▸ **What you will do**
Return the lines of the items below, from the start of the items through the line that contains "query: the noun phrase to segment: tractor", with both ends included. Leave the pictures out of the answer.

▸ **Source material**
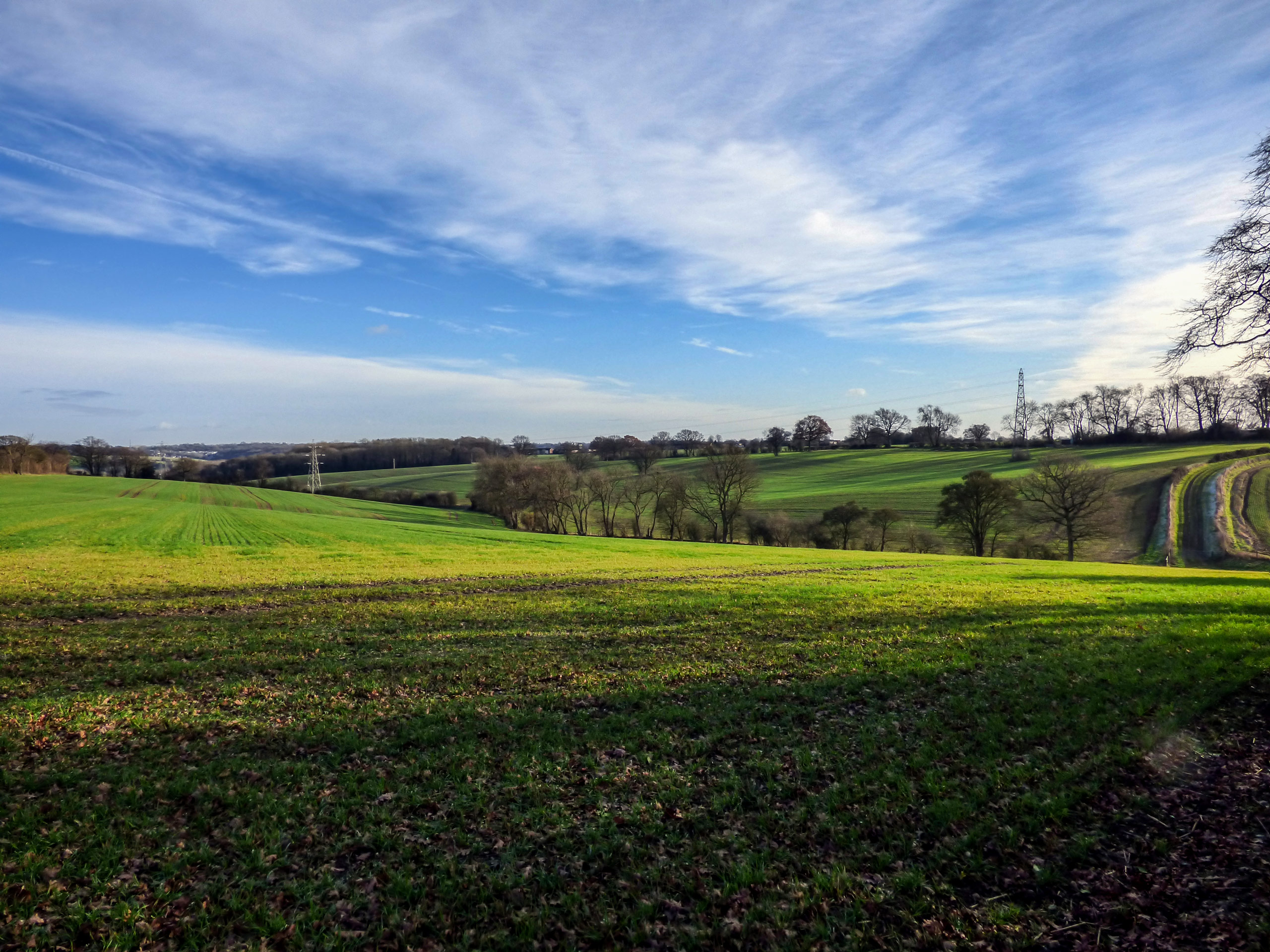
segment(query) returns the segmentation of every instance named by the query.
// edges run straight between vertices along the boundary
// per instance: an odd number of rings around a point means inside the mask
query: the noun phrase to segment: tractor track
[[[0,619],[0,628],[30,628],[30,627],[50,627],[55,625],[83,625],[88,622],[113,622],[113,621],[130,621],[130,619],[147,619],[147,618],[203,618],[203,617],[229,617],[229,616],[253,616],[264,612],[272,612],[281,608],[293,608],[301,604],[292,600],[293,597],[307,594],[307,593],[331,593],[330,598],[310,598],[302,604],[312,605],[338,605],[338,604],[357,604],[364,602],[410,602],[420,598],[455,598],[455,597],[475,597],[475,595],[516,595],[522,593],[536,593],[536,592],[565,592],[574,589],[588,589],[588,588],[610,588],[616,585],[655,585],[655,584],[685,584],[685,583],[707,583],[707,581],[724,581],[735,579],[772,579],[784,578],[791,575],[826,575],[826,574],[841,574],[841,572],[869,572],[869,571],[894,571],[899,569],[918,569],[921,566],[916,565],[867,565],[867,566],[852,566],[852,567],[823,567],[823,569],[784,569],[777,571],[762,571],[762,572],[725,572],[719,575],[652,575],[641,578],[626,578],[626,579],[578,579],[574,581],[556,581],[556,583],[537,583],[532,585],[503,585],[503,586],[480,586],[480,588],[460,588],[460,589],[444,589],[434,588],[438,584],[444,584],[450,581],[472,581],[471,576],[467,578],[450,578],[450,579],[427,579],[419,581],[372,581],[372,583],[357,583],[353,585],[339,585],[334,583],[320,584],[320,585],[301,585],[296,588],[282,588],[282,589],[221,589],[210,593],[197,593],[190,595],[177,595],[178,599],[204,599],[204,598],[255,598],[260,597],[262,592],[267,595],[272,594],[278,600],[274,602],[260,602],[253,605],[241,604],[226,604],[226,605],[202,605],[202,607],[189,607],[189,608],[159,608],[155,611],[127,611],[127,612],[109,612],[103,614],[77,614],[77,616],[48,616],[44,618],[30,618],[30,619]],[[488,576],[489,579],[507,576]],[[418,588],[409,588],[417,585]],[[394,588],[409,588],[405,592],[382,592],[382,589]],[[357,594],[342,594],[342,593]],[[362,594],[364,593],[364,594]],[[286,597],[292,598],[286,598]],[[159,597],[156,597],[159,598]],[[109,604],[109,602],[97,600],[97,602],[81,602],[76,607],[83,608],[91,604]],[[32,603],[19,603],[14,602],[8,605],[9,608],[41,608],[42,605]]]

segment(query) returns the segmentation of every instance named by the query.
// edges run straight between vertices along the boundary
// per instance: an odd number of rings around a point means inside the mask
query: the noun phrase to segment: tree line
[[[67,472],[71,451],[58,443],[32,443],[27,437],[11,433],[0,437],[0,473],[44,475]]]
[[[237,459],[224,459],[201,467],[204,482],[244,484],[286,476],[309,475],[309,444],[293,447],[287,453],[259,453]],[[457,439],[404,438],[363,439],[357,443],[323,443],[323,472],[357,472],[361,470],[392,470],[415,466],[452,466],[472,463],[486,456],[511,453],[500,439],[460,437]]]
[[[1071,453],[1045,456],[1024,477],[984,470],[942,487],[936,526],[964,551],[1029,559],[1076,557],[1077,548],[1107,533],[1111,471]],[[574,451],[564,465],[508,456],[476,465],[472,506],[511,528],[578,536],[632,536],[768,546],[815,546],[940,552],[941,537],[906,523],[897,509],[869,510],[855,500],[819,518],[747,512],[759,487],[752,454],[742,447],[707,446],[690,472],[649,467],[598,467]],[[1054,545],[1059,548],[1055,551]]]

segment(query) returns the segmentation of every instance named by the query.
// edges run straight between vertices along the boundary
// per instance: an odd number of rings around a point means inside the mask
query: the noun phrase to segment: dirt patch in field
[[[1267,764],[1262,679],[1121,772],[1081,824],[1092,840],[1083,858],[1072,858],[1080,835],[1066,856],[1002,853],[994,881],[968,897],[983,937],[974,944],[1007,948],[1022,932],[1077,952],[1270,947]],[[1064,866],[1058,885],[1043,883],[1046,867]],[[1030,928],[1002,929],[1002,904]]]

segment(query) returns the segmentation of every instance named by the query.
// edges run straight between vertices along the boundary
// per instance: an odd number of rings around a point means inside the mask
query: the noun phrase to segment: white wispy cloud
[[[418,314],[410,314],[409,311],[385,311],[382,307],[367,307],[371,314],[382,314],[385,317],[419,317]]]
[[[518,432],[563,439],[762,415],[640,393],[622,381],[443,357],[349,358],[13,314],[0,314],[0,336],[9,368],[0,400],[55,439],[83,437],[83,416],[99,418],[98,435],[128,442],[164,423],[170,438],[189,439],[305,439],[319,423],[328,439]],[[42,357],[50,353],[58,354],[56,372]],[[76,386],[50,388],[51,374]],[[218,429],[217,420],[232,424]]]
[[[718,344],[711,344],[709,340],[702,340],[701,338],[692,338],[692,340],[685,340],[688,347],[700,347],[704,350],[718,350],[720,354],[732,354],[733,357],[753,357],[753,354],[744,350],[735,350],[730,347],[719,347]]]
[[[1240,0],[18,0],[0,83],[36,107],[10,114],[0,215],[263,274],[432,254],[1083,350],[1233,215],[1267,47]]]

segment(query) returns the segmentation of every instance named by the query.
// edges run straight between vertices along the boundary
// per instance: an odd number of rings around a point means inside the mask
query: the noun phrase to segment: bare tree
[[[688,493],[688,506],[715,528],[716,539],[732,542],[737,518],[756,491],[758,470],[749,454],[738,447],[711,447]]]
[[[940,490],[939,526],[951,526],[970,551],[982,556],[988,539],[1010,519],[1015,487],[986,470],[975,470]]]
[[[890,506],[883,506],[881,509],[874,509],[869,514],[869,524],[878,529],[878,551],[886,551],[886,533],[890,532],[890,527],[903,519],[898,512]]]
[[[1073,443],[1085,439],[1093,425],[1090,419],[1092,415],[1092,393],[1082,393],[1071,400],[1064,400],[1062,404],[1063,413],[1067,415],[1067,432],[1072,437]]]
[[[1106,534],[1110,476],[1110,470],[1095,468],[1072,453],[1052,453],[1019,481],[1019,495],[1030,504],[1033,520],[1067,538],[1069,562],[1077,543]]]
[[[180,463],[179,459],[177,462]],[[476,480],[467,494],[472,506],[499,517],[508,528],[514,529],[528,505],[525,482],[530,466],[530,461],[522,456],[488,456],[481,459],[476,463]]]
[[[1195,419],[1195,428],[1204,433],[1208,419],[1208,377],[1190,376],[1177,381],[1185,406]]]
[[[657,461],[662,458],[662,447],[657,443],[636,443],[626,453],[626,458],[635,463],[635,470],[640,476],[646,476]]]
[[[824,515],[820,517],[820,522],[829,527],[837,536],[841,543],[839,548],[850,548],[855,527],[864,522],[867,513],[867,509],[852,499],[850,503],[842,503],[833,506],[833,509],[827,509]]]
[[[977,423],[973,426],[965,428],[965,432],[961,434],[961,439],[970,443],[986,443],[991,434],[992,426],[986,423]]]
[[[815,414],[804,416],[794,424],[794,442],[799,449],[810,449],[831,435],[833,435],[833,428]]]
[[[83,457],[80,457],[80,458],[83,458]],[[86,465],[85,465],[85,468],[86,468]],[[177,462],[174,462],[171,465],[171,468],[168,470],[166,479],[169,479],[169,480],[180,480],[182,482],[188,482],[189,477],[190,476],[197,476],[198,471],[201,468],[203,468],[203,465],[201,462],[198,462],[198,459],[190,459],[188,456],[183,456],[183,457],[180,457],[180,459],[178,459]],[[91,472],[91,470],[89,470],[89,472]],[[97,473],[97,475],[100,475],[100,472]]]
[[[1046,443],[1053,444],[1058,428],[1067,423],[1067,413],[1060,402],[1038,404],[1035,420],[1036,433]]]
[[[617,512],[622,501],[621,481],[608,470],[588,472],[592,501],[599,505],[599,524],[606,536],[617,534]]]
[[[855,443],[867,443],[870,434],[878,429],[872,414],[855,414],[851,418],[851,439]]]
[[[1252,411],[1259,429],[1270,429],[1270,376],[1253,373],[1243,381],[1240,397]]]
[[[941,410],[939,406],[927,404],[917,407],[917,418],[927,428],[932,447],[944,446],[947,435],[961,425],[961,418],[954,413]]]
[[[592,457],[587,457],[592,459]],[[573,486],[569,493],[569,518],[573,522],[573,531],[579,536],[585,536],[591,524],[591,506],[596,501],[596,495],[591,489],[587,472],[594,466],[579,467],[573,471]]]
[[[75,456],[80,458],[89,476],[102,475],[109,454],[110,444],[98,437],[85,437],[75,444]]]
[[[1171,433],[1182,425],[1182,386],[1170,378],[1147,392],[1147,413],[1152,423],[1160,424],[1161,433]]]
[[[763,442],[772,451],[772,456],[780,456],[781,448],[790,442],[790,432],[784,426],[772,426],[763,434]]]
[[[574,472],[585,472],[599,466],[596,454],[588,453],[585,449],[573,449],[565,453],[564,461]]]
[[[14,475],[20,475],[22,468],[27,462],[27,457],[30,454],[30,440],[25,437],[0,437],[0,454],[4,454],[9,461],[9,468],[13,470]]]
[[[1220,437],[1232,404],[1237,400],[1237,392],[1224,373],[1214,373],[1205,380],[1208,386],[1204,388],[1204,405],[1208,409],[1208,430],[1212,435]]]
[[[674,442],[683,447],[683,451],[692,456],[706,443],[706,435],[697,430],[679,430],[674,434]]]
[[[1017,423],[1022,424],[1022,430],[1024,432],[1020,435],[1022,437],[1024,442],[1026,443],[1029,435],[1033,432],[1033,426],[1036,424],[1036,414],[1040,413],[1040,404],[1038,404],[1035,400],[1027,400],[1027,401],[1024,402],[1022,410],[1024,410],[1024,413],[1022,413],[1022,420],[1017,420]],[[1015,423],[1016,423],[1015,416],[1016,416],[1015,414],[1010,413],[1010,414],[1005,414],[1001,418],[1001,432],[1002,433],[1010,433],[1011,435],[1013,435]]]
[[[1270,133],[1250,157],[1243,215],[1205,253],[1208,288],[1182,310],[1186,321],[1166,358],[1170,366],[1205,348],[1238,348],[1241,367],[1270,358]]]
[[[886,446],[889,447],[895,440],[895,435],[908,428],[908,416],[899,410],[888,410],[885,406],[879,406],[872,414],[872,428],[880,430],[886,437]]]
[[[639,475],[632,480],[626,480],[622,486],[622,501],[631,510],[631,528],[636,538],[644,537],[644,517],[652,509],[657,512],[657,491],[650,476]],[[649,520],[652,522],[652,520]]]
[[[664,473],[653,473],[654,479],[662,475]],[[667,538],[683,538],[683,528],[688,519],[688,485],[679,473],[665,476],[662,495],[657,499],[654,519]]]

▸ **Result for this task**
segment(query) returns the segmentation of every instance named by the query.
// edges run straight between vertices along the boundary
// per instance: an odd number of rings around a point means inside the mask
query: the noun phrase to segment: tractor track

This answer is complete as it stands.